Used in: gor/nor

GROUP

The GROUP command allows you to group the output of your query according to a number of different criteria. The GROUP command is very similar to the “group by” function in SQL.

This command groups a set of rows into a set of summary row by values of columns. It returns one row for each group. We often use the GROUP command with aggregate functions such as -count, -cdist, -min, -med, -max, -dis, -set, -lis, -avg, -std, and -sum.

The aggregate functions allow us to perform a calculation of a set of rows while grouping.

Using GROUP in a nor query will give an error if binsize input parameter is used.

Usage

gor ... | GROUP binsize [ attributes ]
nor ... | GROUP [ attributes ]

Options

-count

Return the count for each bin.

-cdist

Return the number of distinct rows for each bin.

-gc cols

Grouping columns (other than bin).

-sc cols

String columns (-ac has been deprecated).

-ic cols

Integer columns.

-fc cols

Floating valued columns.

-min

Calculate the min for any type of column.

-med

Calculate the median for any type of column.

-max

Calculate the max for any type of column.

-dis

Calculate the number of distinct values for any type of column.

-set

Return a comma separated set with the distinct values in the column.

-lis

Return a comma separated list with the values in the column.

-len number

Specify the maximum column length of a set and a list. Defaults to 10000 chars.

-notruncate

Throw an exception rather than truncating the list or set if it exceeds the maximum length.

-avg

Calculate the avg of all numeric columns.

-std

Calculate the std of all numeric columns.

-sum

Calculate the sum of all numeric columns.

-steps number

The number of sliding steps per group window.

________________

▶ Exercise instructions
Rewrite the portion of the GROUP command page between "Return a comma separated list" and "avg of all numeric columns.", inclusive, changing "maximum" to "largest" wherever it occurs. The records play no part in this work.

________________

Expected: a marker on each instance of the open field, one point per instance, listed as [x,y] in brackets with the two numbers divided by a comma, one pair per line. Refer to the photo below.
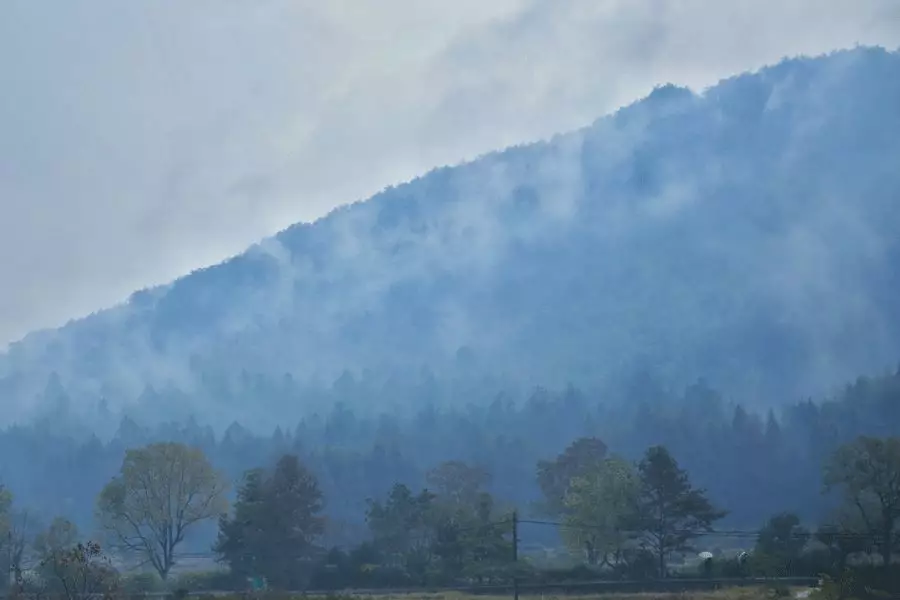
[724,594]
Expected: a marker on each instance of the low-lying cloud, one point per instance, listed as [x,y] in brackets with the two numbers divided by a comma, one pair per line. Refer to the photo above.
[139,140]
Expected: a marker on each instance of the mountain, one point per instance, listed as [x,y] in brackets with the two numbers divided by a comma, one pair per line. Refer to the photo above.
[747,234]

________________

▶ Output for this task
Return a comma separated list with the values in the column.

-len number

Specify the largest column length of a set and a list. Defaults to 10000 chars.

-notruncate

Throw an exception rather than truncating the list or set if it exceeds the largest length.

-avg

Calculate the avg of all numeric columns.